| Your assignment |
Take every line from the records below that includes the word "caravan".

--- START ---

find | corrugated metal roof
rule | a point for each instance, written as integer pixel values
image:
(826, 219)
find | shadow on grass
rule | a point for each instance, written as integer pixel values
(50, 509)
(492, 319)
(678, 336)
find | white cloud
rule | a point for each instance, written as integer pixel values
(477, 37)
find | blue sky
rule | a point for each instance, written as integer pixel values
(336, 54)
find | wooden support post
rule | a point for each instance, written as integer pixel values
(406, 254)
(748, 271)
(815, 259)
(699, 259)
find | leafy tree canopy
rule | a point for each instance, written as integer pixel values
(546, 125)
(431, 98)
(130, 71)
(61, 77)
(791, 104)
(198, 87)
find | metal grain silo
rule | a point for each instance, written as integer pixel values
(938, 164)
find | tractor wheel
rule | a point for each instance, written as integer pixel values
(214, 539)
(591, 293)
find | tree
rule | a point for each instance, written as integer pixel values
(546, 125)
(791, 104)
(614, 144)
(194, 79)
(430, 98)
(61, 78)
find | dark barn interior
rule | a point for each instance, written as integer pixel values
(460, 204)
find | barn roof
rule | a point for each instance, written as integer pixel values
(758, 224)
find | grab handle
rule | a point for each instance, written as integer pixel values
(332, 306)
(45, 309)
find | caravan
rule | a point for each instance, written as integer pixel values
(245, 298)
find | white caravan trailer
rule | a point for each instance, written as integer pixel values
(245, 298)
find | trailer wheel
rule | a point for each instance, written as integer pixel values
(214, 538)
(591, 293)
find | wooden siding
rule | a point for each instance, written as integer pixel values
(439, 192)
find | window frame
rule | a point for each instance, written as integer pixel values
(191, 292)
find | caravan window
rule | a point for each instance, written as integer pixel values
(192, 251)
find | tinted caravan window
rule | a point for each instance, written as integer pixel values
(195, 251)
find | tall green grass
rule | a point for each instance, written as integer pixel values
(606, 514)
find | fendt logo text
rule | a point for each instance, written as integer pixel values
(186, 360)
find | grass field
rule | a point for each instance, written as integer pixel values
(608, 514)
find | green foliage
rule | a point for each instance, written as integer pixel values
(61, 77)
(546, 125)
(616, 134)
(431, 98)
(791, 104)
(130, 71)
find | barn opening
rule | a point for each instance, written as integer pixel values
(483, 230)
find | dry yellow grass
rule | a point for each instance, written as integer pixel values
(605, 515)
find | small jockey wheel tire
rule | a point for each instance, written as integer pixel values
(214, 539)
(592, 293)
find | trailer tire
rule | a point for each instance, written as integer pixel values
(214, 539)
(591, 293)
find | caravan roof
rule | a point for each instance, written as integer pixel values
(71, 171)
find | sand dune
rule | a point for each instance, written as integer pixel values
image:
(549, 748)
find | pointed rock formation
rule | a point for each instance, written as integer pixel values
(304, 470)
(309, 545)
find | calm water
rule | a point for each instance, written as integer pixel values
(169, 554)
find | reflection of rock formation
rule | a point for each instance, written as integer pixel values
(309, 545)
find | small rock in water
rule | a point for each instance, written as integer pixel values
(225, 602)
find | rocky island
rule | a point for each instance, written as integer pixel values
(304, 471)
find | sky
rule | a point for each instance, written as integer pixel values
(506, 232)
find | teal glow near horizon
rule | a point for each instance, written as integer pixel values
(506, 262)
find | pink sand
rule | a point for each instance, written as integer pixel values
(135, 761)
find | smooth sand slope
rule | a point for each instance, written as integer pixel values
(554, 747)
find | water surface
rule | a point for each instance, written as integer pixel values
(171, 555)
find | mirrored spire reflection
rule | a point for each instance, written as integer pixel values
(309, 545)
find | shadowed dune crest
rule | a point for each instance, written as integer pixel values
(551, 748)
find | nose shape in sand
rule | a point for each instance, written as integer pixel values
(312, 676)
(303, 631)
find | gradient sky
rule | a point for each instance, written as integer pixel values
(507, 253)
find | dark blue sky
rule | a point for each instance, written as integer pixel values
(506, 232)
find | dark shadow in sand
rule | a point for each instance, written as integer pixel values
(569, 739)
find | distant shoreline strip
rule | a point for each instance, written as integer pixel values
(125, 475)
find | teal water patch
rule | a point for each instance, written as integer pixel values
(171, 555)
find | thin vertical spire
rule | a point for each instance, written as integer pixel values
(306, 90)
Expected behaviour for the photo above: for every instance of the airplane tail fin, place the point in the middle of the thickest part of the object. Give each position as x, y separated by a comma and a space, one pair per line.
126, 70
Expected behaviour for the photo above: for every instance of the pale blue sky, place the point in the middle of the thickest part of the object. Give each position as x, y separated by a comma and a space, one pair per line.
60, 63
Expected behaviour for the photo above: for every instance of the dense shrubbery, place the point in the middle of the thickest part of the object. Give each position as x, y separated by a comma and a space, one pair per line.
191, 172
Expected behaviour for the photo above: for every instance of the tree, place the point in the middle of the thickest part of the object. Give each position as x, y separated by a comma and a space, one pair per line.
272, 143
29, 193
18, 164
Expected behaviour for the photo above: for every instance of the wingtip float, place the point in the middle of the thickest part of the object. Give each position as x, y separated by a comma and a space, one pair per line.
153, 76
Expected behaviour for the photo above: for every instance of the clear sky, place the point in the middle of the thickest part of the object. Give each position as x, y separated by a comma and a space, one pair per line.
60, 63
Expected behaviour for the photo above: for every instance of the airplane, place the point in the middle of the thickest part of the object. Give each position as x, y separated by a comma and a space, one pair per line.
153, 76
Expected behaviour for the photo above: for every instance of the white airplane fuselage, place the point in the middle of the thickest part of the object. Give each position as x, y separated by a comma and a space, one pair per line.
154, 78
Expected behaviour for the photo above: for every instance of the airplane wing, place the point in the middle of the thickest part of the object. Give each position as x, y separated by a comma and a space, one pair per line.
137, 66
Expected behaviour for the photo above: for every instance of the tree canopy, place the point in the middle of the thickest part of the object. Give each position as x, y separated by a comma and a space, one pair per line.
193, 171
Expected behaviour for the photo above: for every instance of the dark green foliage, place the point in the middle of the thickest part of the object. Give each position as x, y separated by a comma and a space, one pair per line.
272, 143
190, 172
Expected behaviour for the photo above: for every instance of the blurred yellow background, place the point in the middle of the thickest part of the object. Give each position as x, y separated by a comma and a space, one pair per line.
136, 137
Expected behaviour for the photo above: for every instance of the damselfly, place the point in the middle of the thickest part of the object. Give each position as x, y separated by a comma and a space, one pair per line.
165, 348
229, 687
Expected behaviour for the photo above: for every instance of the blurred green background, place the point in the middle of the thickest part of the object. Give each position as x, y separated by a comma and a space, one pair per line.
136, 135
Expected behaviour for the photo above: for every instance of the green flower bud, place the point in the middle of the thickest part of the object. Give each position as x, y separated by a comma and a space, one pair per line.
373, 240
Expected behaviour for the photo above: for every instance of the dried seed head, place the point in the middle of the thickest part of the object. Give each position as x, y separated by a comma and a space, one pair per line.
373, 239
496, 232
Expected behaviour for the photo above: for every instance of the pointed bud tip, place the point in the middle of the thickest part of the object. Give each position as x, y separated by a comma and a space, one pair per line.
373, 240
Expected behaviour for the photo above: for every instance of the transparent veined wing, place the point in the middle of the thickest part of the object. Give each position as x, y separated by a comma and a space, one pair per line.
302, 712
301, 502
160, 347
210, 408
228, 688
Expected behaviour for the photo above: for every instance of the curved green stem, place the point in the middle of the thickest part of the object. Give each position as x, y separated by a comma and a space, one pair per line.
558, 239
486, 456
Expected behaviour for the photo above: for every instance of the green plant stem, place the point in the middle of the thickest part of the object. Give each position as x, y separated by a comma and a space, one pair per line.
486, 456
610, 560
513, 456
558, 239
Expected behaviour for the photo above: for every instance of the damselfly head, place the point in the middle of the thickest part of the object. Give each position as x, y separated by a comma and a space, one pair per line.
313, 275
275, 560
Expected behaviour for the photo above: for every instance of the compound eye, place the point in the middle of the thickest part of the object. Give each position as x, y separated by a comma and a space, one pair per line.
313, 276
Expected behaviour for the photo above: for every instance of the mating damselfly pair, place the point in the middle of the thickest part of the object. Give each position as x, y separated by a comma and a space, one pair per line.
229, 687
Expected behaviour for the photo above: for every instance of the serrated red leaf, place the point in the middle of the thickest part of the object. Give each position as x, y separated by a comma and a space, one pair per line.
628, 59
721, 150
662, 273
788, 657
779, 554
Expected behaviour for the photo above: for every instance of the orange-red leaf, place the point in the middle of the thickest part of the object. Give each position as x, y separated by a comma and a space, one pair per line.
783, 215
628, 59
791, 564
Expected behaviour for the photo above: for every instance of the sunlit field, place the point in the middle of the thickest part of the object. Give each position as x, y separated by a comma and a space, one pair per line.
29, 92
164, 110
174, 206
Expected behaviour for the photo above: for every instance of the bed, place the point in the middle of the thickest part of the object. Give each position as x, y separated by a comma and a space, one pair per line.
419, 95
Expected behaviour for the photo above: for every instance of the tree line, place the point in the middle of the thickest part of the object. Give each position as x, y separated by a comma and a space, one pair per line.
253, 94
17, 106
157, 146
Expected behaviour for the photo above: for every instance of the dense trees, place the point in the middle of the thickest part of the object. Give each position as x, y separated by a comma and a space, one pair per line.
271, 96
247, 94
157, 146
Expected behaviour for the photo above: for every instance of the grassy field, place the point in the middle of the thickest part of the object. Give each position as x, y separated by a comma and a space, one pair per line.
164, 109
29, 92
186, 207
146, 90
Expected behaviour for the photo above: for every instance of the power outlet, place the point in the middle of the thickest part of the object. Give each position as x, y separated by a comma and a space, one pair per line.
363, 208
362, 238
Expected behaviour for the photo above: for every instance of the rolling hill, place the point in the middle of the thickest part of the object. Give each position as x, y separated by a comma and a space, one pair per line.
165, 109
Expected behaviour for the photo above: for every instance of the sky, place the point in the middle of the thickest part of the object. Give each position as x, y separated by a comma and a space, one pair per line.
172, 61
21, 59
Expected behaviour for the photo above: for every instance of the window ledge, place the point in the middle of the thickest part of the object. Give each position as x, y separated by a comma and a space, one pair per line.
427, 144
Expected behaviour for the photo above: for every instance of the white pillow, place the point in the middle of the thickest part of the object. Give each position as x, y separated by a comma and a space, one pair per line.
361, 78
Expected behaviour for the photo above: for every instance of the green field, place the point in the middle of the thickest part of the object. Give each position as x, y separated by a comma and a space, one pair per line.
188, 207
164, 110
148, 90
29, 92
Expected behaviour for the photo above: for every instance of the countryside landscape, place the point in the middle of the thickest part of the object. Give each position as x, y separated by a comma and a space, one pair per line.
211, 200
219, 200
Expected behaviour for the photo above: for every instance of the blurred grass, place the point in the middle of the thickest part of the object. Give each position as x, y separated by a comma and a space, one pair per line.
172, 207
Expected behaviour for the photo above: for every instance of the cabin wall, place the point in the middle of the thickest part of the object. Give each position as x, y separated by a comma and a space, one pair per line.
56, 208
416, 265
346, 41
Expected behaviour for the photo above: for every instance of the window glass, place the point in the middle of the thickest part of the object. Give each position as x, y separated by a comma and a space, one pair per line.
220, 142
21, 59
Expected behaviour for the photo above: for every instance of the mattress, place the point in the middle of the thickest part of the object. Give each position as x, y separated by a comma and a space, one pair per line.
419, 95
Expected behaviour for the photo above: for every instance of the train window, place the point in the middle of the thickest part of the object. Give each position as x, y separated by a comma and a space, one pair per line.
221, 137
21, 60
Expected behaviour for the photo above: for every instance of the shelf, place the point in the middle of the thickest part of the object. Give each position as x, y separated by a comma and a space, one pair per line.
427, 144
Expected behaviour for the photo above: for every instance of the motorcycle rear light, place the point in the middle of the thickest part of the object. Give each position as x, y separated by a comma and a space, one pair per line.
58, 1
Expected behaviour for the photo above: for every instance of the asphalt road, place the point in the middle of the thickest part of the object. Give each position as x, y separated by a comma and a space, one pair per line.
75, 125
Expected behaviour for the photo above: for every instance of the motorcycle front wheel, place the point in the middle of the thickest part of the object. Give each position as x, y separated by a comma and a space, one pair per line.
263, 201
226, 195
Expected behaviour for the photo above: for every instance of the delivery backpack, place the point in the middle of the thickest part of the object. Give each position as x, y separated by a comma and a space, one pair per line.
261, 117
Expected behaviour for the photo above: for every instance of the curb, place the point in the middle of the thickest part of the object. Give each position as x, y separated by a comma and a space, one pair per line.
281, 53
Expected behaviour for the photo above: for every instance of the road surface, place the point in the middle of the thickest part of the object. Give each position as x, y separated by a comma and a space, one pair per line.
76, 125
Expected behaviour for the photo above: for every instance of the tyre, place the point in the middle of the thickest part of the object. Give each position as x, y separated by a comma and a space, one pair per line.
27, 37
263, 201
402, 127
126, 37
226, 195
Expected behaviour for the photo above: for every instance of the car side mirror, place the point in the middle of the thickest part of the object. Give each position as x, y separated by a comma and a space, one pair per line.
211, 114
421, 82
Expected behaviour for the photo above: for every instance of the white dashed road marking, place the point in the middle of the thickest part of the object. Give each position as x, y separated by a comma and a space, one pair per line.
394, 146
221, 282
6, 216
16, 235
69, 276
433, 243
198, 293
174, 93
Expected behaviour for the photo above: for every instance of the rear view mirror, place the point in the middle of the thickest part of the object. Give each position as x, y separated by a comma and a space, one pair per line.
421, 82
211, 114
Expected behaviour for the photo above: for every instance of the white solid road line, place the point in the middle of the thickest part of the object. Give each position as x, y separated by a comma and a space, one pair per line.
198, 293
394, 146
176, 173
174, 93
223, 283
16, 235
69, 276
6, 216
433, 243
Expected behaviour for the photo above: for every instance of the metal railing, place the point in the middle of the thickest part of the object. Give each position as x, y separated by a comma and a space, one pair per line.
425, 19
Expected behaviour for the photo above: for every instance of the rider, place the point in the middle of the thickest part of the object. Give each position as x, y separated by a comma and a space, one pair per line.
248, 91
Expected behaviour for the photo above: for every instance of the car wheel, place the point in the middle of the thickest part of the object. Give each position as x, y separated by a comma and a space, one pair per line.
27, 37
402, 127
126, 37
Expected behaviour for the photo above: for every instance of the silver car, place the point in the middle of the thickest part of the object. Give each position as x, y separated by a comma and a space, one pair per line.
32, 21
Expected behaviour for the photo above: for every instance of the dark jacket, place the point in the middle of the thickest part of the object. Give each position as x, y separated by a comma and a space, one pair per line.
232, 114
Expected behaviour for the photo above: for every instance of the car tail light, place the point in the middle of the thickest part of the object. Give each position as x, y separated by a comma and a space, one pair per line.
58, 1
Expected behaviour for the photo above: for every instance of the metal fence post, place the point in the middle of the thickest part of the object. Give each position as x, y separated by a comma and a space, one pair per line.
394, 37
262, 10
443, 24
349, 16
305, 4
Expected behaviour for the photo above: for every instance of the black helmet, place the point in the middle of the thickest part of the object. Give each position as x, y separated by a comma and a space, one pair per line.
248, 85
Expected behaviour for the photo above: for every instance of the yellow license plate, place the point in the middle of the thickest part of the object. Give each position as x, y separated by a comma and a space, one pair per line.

--- END ---

| Response |
find | caravan
find | white caravan trailer
find | caravan window
find | tinted caravan window
find | caravan roof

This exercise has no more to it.